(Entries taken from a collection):
== Segment start ==

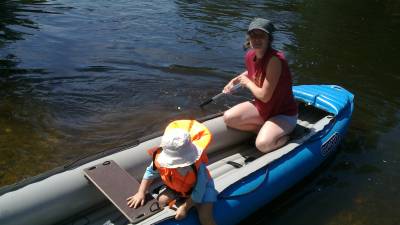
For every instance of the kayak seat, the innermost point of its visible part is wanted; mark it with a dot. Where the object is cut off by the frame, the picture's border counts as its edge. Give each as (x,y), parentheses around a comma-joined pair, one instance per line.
(117,185)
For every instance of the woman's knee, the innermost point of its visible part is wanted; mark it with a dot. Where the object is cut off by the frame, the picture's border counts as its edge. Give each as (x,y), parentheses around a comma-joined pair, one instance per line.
(264,144)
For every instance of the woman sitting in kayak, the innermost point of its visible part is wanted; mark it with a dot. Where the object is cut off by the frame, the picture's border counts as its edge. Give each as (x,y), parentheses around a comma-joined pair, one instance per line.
(273,113)
(181,161)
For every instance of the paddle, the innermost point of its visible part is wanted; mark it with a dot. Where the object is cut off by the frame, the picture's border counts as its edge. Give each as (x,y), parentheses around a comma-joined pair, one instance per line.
(234,88)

== Segment end ==

(ACTION ITEM):
Output each record above exactly; omit the images.

(WORKED SOLUTION):
For every instance of the kayak seat, the innermost point of its visible part is wanted; mark it with a dot. Where the object is cut off by the frame, the picture's border counts as its edge. Give each as (x,y), parentheses around a comma-joined pair, one instance per line.
(117,185)
For every instance of the woman's knee, the innermost point of its visible part is wanted; mark it with a dot. Where the object is cut off by the frame, the picture's border counts as its edge. Give each as (x,y), parentheses around a comma-joined pair, one instance per line.
(264,144)
For every instance of the woman sitting in kayak, the innermost point of its visible part is wanted; mark it with a dot. Where the object is cut off by the frame, the picture's border counts as its edge. Give each as (x,y), parentheses around a comma-joined pair, one instance per line.
(273,113)
(181,161)
For every instance of the paddle, the innermost point of its visible part is wanted; mark it with a dot. Where the object is cut off by the frame, the picture's border counts as its edge. Give each as (x,y), parentheses around a comma-joined pair, one instance per line.
(234,88)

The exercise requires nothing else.